[Geselecteerde tekst]:
------------------------
Waar de meeste goden iets verlangen van de mensheid, doet deze dat niet. Vanuit die lage verwachtingen groeit er een liefde voor de mens in het lied. „Zo van, jullie zijn in alle oenigheid geweldig. Maar God zegt ook: ‘Er is geen ontkennen meer aan, de aarde wordt te warm, jullie sterven uit. Sinds ik dat besef, kan ik nergens anders meer aan denken want ik ben aan jullie gehecht geraakt. Dus leer mij alsjeblieft hoe ik kan blijven hopen.’”
https://youtu.be/kn_w7wT_L-U
Lied 5Het land van melk en honing
Tekst: Flip Noorman Muziek en uitvoering: Flip en de Noormannen
Wat opvalt aan het lied ‘Het land van melk en honing’ van Flip Noorman is hoe zijn rauwe, diepe stem contrasteert met het engelengezang van sopraan Vera van der Bie, die in het refrein het requiem In paradisum deducant te angeli zingt: ‘Moge engelen u geleiden naar het paradijs.’
Het lied wordt in Noormans voorstelling Animal Farm, gebaseerd op het boek van George Orwell, gezongen vanuit het personage raaf Mozes. „Die staat in het boek voor de Russische kerk die het volk meehelpt te onderdrukken door te zeggen: als je hard genoeg werkt en je niets aantrekt van hoe zwaar het leven echt is, kom je in het beloofde land. Ik heb gekozen dat idee naar het hier en nu te trekken. Om vanuit de populisten van nu, die de wereld van 1950 voorschotelen, te zingen over het land van ooit. Of eigenlijk een land van nooit, want het heeft naar mijn idee nooit bestaan.
„Ik vond het spannend om te schrijven. Ik kruip vaak in de huid van karakters waar ik het niet mee eens ben, maar dat zijn vaak uptempo-nummers. Ik kan daar ironie in kwijt. Ballads waren een plek waar ik altijd oprecht moest zijn van mezelf. Nu moet ik een volk verleiden tot een hemel waar ik niet in geloof.”
Noorman grapt wel eens dat het voor zijn programma goed is dat Trump en Wilders zijn gekozen „Het lied wordt nu beter begrepen. Maar eigenlijk was de voorstelling een aanklacht tegen liberale kapitalisten. Ook onder Biden en Rutte werd een gedeelte van de wereld misbruikt voor onze rijkdom. We halen enorm veel kleren uit sweatshops. Er werken mensen in lithiummijnen voor onze telefoontjes. Onze wereld is al veel langer heel oneerlijk verdeeld.”
------------------------
[Gegeven materiaal]:
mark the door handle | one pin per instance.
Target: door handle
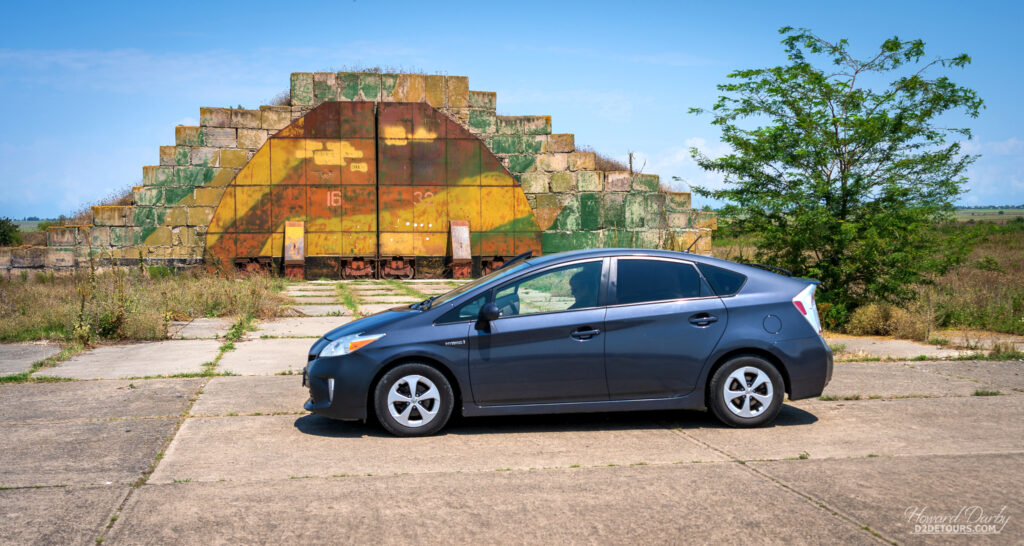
------------------------
[Lijst van opdrachten]:
**a)** Beantwoord de volgende vragen aan de hand van de tekst over de liederen:
(i) Welke sopraan zingt in het refrein van ‘Het land van melk en honing’?
(ii) Vanuit welk personage wordt het lied in de voorstelling Animal Farm gezongen?
(iii) Waarvoor werken mensen volgens Noorman in lithiummijnen?
**b)** Zet de tekst over de liederen voort, aansluitend op de laatste zin.
De gegevens vormen materiaal dat los staat van de tekst over de liederen.

[Lijst van antwoorden]:
**a)**
(i) Vera van der Bie.
(ii) Vanuit de raaf Mozes.
(iii) Voor onze telefoontjes.

**b)**
https://youtu.be/AQ4rZ_wQkPk
Lied 6Levenslied
Tekst, muziek en uitvoering: Piet van Eeghen
Het liedje ‘Levenslied’ van Piet van Eeghen was in het maakproces een bokswedstrijd tussen vorm en inhoud, vertelt de cabaretier. Daar merk je niets meer van, het valt juist op hoe goed de inhoud en de vorm elkaar ondersteunen.
Het lied begint in een driekwartsmaat waar Van Eeghen overheen zingt met de tekst: „Al het mooie gaat in drieën.” Om daarna te zingen: „Het leven, voor de rest, is stressvol tijdverdrijf. Het gaat dan niet in drieën, maar van: 1-2-3-4-5.” En dan verandert het ritme en voel je als luisteraar de stress toenemen. Je gaat op reis, in de onrust van je eigen hoofd.
IIn de vijfkwartsmaat zingt Van Eeghen over over de dagelijkse stress. De zevenkwartsmaat die volgt, gaat over de ellende in de wereld. De elfkwartsmaat gaat over de wereld in je hoofd, waar de dagelijkse problemen en de wereldse problemen samen komen in een brij van gedachten en niet-logische vragen.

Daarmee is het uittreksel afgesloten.